**SHORT TASK**
Quote only the lines from the one containing "Can you find the balcony railing" through the final line, both included, and omit the pictures.

**Point-based annotation data**
>>>

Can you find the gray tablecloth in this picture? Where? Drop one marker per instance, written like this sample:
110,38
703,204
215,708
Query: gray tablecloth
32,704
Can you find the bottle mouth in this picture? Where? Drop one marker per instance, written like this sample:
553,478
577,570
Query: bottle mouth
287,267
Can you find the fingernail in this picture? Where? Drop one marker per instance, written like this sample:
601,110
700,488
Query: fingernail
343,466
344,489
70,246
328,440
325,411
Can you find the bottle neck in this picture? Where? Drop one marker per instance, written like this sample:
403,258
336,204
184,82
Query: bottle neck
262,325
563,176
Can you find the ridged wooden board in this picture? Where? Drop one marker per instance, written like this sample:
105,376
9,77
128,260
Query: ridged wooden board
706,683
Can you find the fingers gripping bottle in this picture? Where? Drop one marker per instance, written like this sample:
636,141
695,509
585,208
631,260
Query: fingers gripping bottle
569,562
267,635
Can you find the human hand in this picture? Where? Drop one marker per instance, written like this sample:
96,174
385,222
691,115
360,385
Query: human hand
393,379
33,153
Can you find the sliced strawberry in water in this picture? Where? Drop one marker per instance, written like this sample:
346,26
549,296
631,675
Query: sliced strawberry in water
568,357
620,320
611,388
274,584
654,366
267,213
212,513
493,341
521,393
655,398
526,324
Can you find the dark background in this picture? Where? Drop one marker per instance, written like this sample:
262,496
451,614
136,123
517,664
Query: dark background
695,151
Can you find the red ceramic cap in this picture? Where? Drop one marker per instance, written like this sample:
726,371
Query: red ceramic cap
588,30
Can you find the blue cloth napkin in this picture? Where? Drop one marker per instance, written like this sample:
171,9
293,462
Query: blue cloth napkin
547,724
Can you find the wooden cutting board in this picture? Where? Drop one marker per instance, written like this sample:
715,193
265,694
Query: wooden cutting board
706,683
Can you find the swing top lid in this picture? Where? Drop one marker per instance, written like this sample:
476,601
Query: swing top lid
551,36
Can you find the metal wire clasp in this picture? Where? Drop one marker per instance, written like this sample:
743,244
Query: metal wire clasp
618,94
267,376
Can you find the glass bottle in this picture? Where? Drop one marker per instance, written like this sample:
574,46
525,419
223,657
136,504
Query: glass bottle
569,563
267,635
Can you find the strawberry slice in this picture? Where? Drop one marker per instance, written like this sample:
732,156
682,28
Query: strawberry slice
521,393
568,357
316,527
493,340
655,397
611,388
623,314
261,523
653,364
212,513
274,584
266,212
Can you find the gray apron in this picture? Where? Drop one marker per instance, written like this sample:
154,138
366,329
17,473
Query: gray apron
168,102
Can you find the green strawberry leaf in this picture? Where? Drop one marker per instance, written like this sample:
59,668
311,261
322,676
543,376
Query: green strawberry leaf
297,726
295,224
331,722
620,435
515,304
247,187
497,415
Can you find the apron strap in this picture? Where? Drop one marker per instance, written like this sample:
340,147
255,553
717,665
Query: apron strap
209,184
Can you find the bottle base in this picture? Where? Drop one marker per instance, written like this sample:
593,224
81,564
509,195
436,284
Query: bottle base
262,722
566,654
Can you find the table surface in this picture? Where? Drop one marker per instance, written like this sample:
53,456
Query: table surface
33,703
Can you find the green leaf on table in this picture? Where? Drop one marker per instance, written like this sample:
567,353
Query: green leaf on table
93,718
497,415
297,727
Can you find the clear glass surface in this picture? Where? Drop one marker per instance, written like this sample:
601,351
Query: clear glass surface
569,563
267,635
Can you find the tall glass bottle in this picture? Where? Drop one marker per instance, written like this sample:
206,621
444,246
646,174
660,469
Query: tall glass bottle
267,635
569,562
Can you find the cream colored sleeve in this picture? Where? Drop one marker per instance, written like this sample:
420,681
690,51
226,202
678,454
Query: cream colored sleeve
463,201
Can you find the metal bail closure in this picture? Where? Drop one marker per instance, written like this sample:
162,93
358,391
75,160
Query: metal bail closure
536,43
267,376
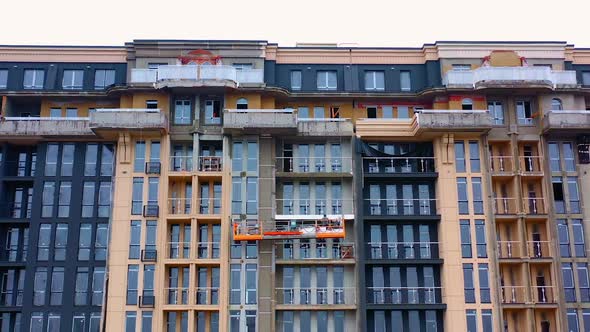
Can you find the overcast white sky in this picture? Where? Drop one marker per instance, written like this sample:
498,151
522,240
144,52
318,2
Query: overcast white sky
367,22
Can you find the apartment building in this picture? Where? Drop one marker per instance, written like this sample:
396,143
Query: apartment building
185,185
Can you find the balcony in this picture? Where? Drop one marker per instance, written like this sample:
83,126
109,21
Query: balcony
46,127
404,295
402,250
509,249
510,77
298,250
531,165
325,228
179,206
197,76
105,121
401,207
309,166
310,296
181,164
556,121
375,166
263,121
324,127
313,209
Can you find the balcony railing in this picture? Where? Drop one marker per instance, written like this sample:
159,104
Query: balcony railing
402,250
177,295
314,207
401,207
297,250
181,163
314,164
210,164
509,75
544,294
178,250
513,294
208,250
207,295
196,73
505,205
509,249
534,205
210,205
501,164
316,296
179,206
404,295
531,165
391,165
539,249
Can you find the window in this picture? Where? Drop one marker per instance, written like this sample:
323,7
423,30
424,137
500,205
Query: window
137,196
73,79
3,78
583,282
81,288
462,195
460,157
132,279
405,80
484,284
474,157
242,104
480,238
465,238
55,112
296,80
578,231
212,112
182,112
497,112
84,242
34,79
151,104
60,242
103,78
467,104
556,104
131,320
468,283
40,286
374,80
568,282
327,80
524,113
44,242
471,320
65,195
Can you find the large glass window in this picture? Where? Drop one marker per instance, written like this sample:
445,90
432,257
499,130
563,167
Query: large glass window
73,79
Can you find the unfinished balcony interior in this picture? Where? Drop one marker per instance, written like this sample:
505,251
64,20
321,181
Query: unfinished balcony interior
325,159
317,287
401,243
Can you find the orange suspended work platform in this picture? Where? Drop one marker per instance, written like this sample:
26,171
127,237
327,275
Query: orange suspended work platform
325,228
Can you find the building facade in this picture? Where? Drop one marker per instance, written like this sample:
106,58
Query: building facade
179,185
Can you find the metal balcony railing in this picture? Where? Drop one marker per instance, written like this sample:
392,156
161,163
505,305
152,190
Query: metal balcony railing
402,250
401,207
299,250
404,295
316,295
389,165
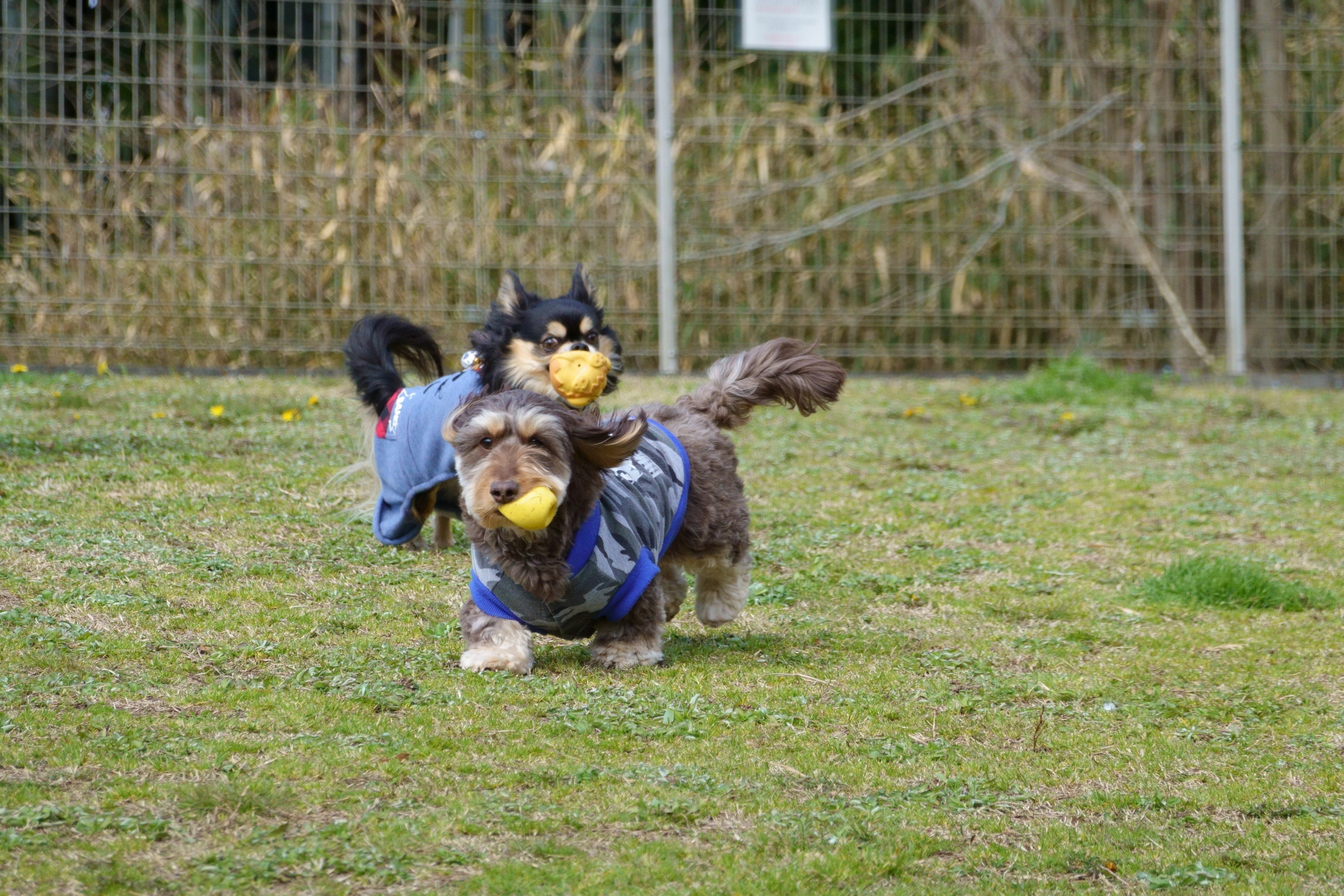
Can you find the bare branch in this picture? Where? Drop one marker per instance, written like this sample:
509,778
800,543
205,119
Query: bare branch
1117,218
910,136
967,258
909,197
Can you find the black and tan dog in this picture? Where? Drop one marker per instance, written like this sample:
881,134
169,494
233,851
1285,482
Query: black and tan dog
517,348
679,506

<<<

**EXPECTED ANSWER**
Can you find the balcony railing in this picture? Where? Drop one marker per instance, written like this sample:
159,104
Query: balcony railing
402,250
177,295
314,207
401,207
297,250
181,163
314,164
210,164
509,75
544,294
178,250
513,294
208,250
207,295
196,73
505,205
509,249
534,205
210,205
501,164
316,296
179,206
404,295
531,165
391,165
539,249
Can you find the window in this picture? Where? Drop one marker per instance, written like this sample:
323,7
423,30
424,137
500,205
Query: window
137,196
73,79
3,78
583,282
81,288
462,195
460,157
132,279
405,80
484,284
474,157
242,104
480,238
465,238
55,112
296,80
578,231
212,112
182,112
497,112
84,242
34,79
151,104
60,242
103,78
467,104
556,104
131,320
468,283
40,286
374,80
568,282
327,80
524,113
44,242
471,320
65,195
Can you find the large glass window in this picture? Where? Drop one marker per instance, written like this sample:
445,90
432,257
499,130
563,167
Query: large glass window
73,79
Can you find the unfinished balcony interior in this picture? Where? Drop one marker per instance, written like this sample:
505,251
64,20
321,181
Query: unfinished balcony interior
325,159
317,287
401,243
Can you find the orange suspended work platform in this picture? Where? Drop one marker per instance, written like this sample:
26,171
127,237
327,275
Query: orange suspended work platform
325,228
Can you find the building facade in this picture? Where? Drop one marker per instance, written like this sample:
106,58
Query: building facade
179,185
Can you find the metal balcony railing in this picture? Where? Drop one marker per instance, written like this sample:
392,156
161,163
505,305
152,190
Query: metal balcony railing
402,250
401,207
299,250
404,295
316,295
389,165
Can you find the bare branch in this picture? Where? Drop one marker per instance, written like this sample:
509,778
800,543
205,119
Query: bare branch
1117,218
910,136
967,258
909,197
Can you find the black and tan dog in this picture? Where? Drop one marker per instance, written like this sample:
881,134
169,494
233,851
1285,482
Query: black and tan dog
517,348
679,506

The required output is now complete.